How? By thinking small—World Bank, genocidal-small. Fox made clear that his grand declaration that "I'm not a neo-liberal," is nothing but another scramble to appear to be doing something, as opposition to his non-government grows from all sides. The government has no plans to invest in actual job creation, he made clear, emphasizing the need to continue with a policy of strict "fiscal discipline." Rather, Fox said, his government will push small businesses, "Mom and Pop" operations, as the key to development. Mexico, said Fox, must "advance from being a country of workers, to a country of entrepreneurs."

Economics Secretary Fernando Canales explained that the government recommends "self-employment."

There is nothing new, in fact, in this strategy, as Fox has been championing the Bangladesh model of feudal-style "micro-businesses" since before he was elected.

Venezuela's Chavez Refuses To Recognize Recall Referendum

In his weekly Sunday television diatribe July 27, Venezuelan President Hugo Chavez declared that he would "never" acknowledge the recall referendum approved last week by three of the four board members of the National Electoral Council. Three of the members are anti-Chavez, and one is pro-. The lack of unanimity of the Council was seized upon by Chavez to reject its approval of the referendum. Chavez has also refused to recognize over 2 million signatures, which were gathered last February by the opposition on a petition calling for a Presidential recall referendum to be held.

Just last May, Chavez and opposition leaders had signed an agreement, brokered by Organization of American States (OAS) Secretary General Cesar Gaviria, committing his regime to hold a referendum, should the opposition meet the legal requirements. Under the Constitution written by the Chavez-dominated National Assembly, a referendum on whether new elections should be held for President is permitted halfway through the term, should the requisite number of voters support the move. The referendum fight is heating up, because come Aug. 19, Chavez is halfway through his term.

Gaviria has thus far failed to comment on the declaration by Chavez and various of his Cabinet officials, that the government would "never" accept a referendum. The OAS's representative in Caracas, however, warned that, while it was logical that the government would oppose a recall vote against itself, "it mustn't occur to anyone to block" the referendum. An opposition leader said Chavez's statement was like "whistling in the dark past the cemetery," that is, sheer bravado. Seventy percent of Venezuelans will vote in the referendum, said the opposition figure, and Chavez will be ousted.

Chavez's stonewalling plays into the hands of provocateur-crazies like Alejandro Pena, head of a radical opposition force called Fuerza Solidaria and on the board of the so-called "Democratic Bloc," who argue that the opposition should drop its referendum strategy, and take to the streets instead, calling for a military coup. Echoing the right-wing Miami Cuban crowd with whom he is close, Pena describes Chavez as a mouthpiece for a resurgent Communist International, which is out to seize control of all South America, and argues "this government will not abandon power peacefully."

---

> What you will do
1. Summarize the news excerpt on Mexico and Venezuela in two sentences.
2. Reproduce the news excerpt on Mexico and Venezuela word for word, starting at "Just last May, Chavez" and ending at "through his term.".
3. Resume the news excerpt on Mexico and Venezuela after its last sentence.

> Material
---

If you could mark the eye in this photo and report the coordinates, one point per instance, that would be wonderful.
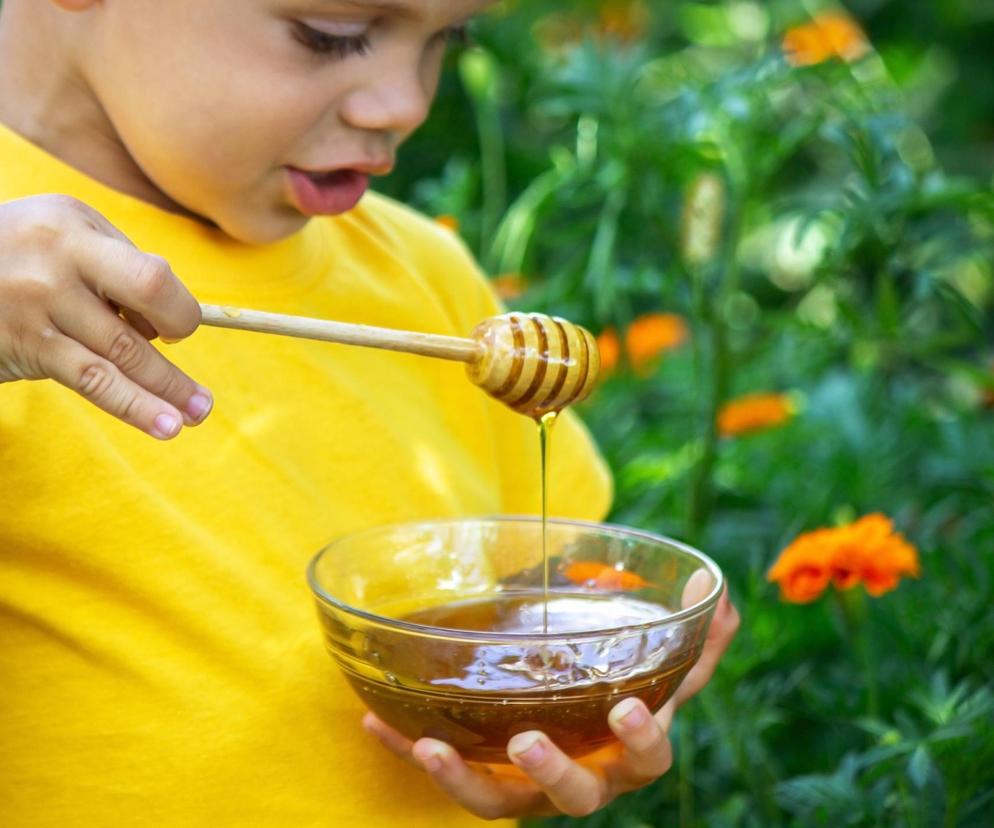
(334, 46)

---

> The replies
1. Fox said his government would not invest in actual job creation and would instead push small "Mom and Pop" businesses, a "micro-business" strategy he has championed since before he was elected. Venezuelan President Hugo Chavez declared he would "never" recognize the recall referendum approved by the National Electoral Council, even though he had signed an OAS-brokered agreement last May committing his regime to hold one.

2.
Just last May, Chavez and opposition leaders had signed an agreement, brokered by Organization of American States (OAS) Secretary General Cesar Gaviria, committing his regime to hold a referendum, should the opposition meet the legal requirements. Under the Constitution written by the Chavez-dominated National Assembly, a referendum on whether new elections should be held for President is permitted halfway through the term, should the requisite number of voters support the move. The referendum fight is heating up, because come Aug. 19, Chavez is halfway through his term.

3.
State Department spokesman Richard Boucher expressed his disappointment with Chavez's comments, saying the referendum is in accordance with the Constitution, and that it's not up to the Executive to refuse. "The procedures are decided, the commitments made, and we expect that it (the referendum) will proceed apace."

Brazilians Warn of 'Violent' Social Crisis

In the face of deepening economic upheaval, and the expanding mobilization of the Jacobin Landless Movement (MST), erstwhile allies of the Lula da Silva government in Brazil warn that its "lack of leadership" has brought the country to a breaking point. Eugenio Staub, the president of the Economic and Social Development Council (CDES) created by President Lula for the sole purpose of addressing Brazil's profound social problems, warned that the country "is experiencing a crisis which is similar only to that of 1965"—a time of political instability and harsh austerity. Staub was one of the first businessmen to publicly support Lula's candidacy last year, so his comments carry significant weight.

In addition, Horacio Lafer Piva, president of the powerful Sao Paulo Industrialists' Federation, is warning that Brazil is going through an "unprecedented crisis," which erupted "rapidly and violently," and will badly affect the industrial sector through the first quarter of 2004. He urged the government to come up with "transitional" economic policies.

While the MST is stepping up its land invasions and threats of violence all around the country, causing even Lula to express concern over "tensions" in the countryside, Workers' Party (PT) President Jose Genoino defended the government's failure to act, on the grounds that the government "has no way to control popular movements" like the MST, whose "freedom of expression" won't harm Brazil's democracy. Luiz Dulci, the Secretary General to the Presidency, meanwhile has admitted that the Lula government "doesn't have the money" to carry out its promise of settling 60,000 families on land by the end of the year. This is the agrarian reform that was supposed to be a cornerstone of Lula's program—the announcement will undoubtedly fuel more MST activity.

Lula Treats Bold Infrastructure Projects as Only 'a Dream'

Brazil's National Economic and Social Development Bank (BNDES) has reportedly been pushed to one side in the government's planning for major infrastructure development projects. During a July 17 Cabinet meeting, BNDES president Carlos Lessa had given a detailed presentation on what projects the Bank thought should be implemented over the next four years, requiring financing of between $90-140 billion. Following that meeting, however, President Lula da Silva had described Lessa's plan as "a dream," and said something more "grounded in reality" was necessary, O Estado de Sao Paulo reported on July 24.

Lessa's presentation had focused on the energy sector, in particular, including a number of "megaprojects," such as the plan to link Brazil's hydrographic basins, to guarantee an energy supply equal in volume to that supplied by the giant Itaipu dam today.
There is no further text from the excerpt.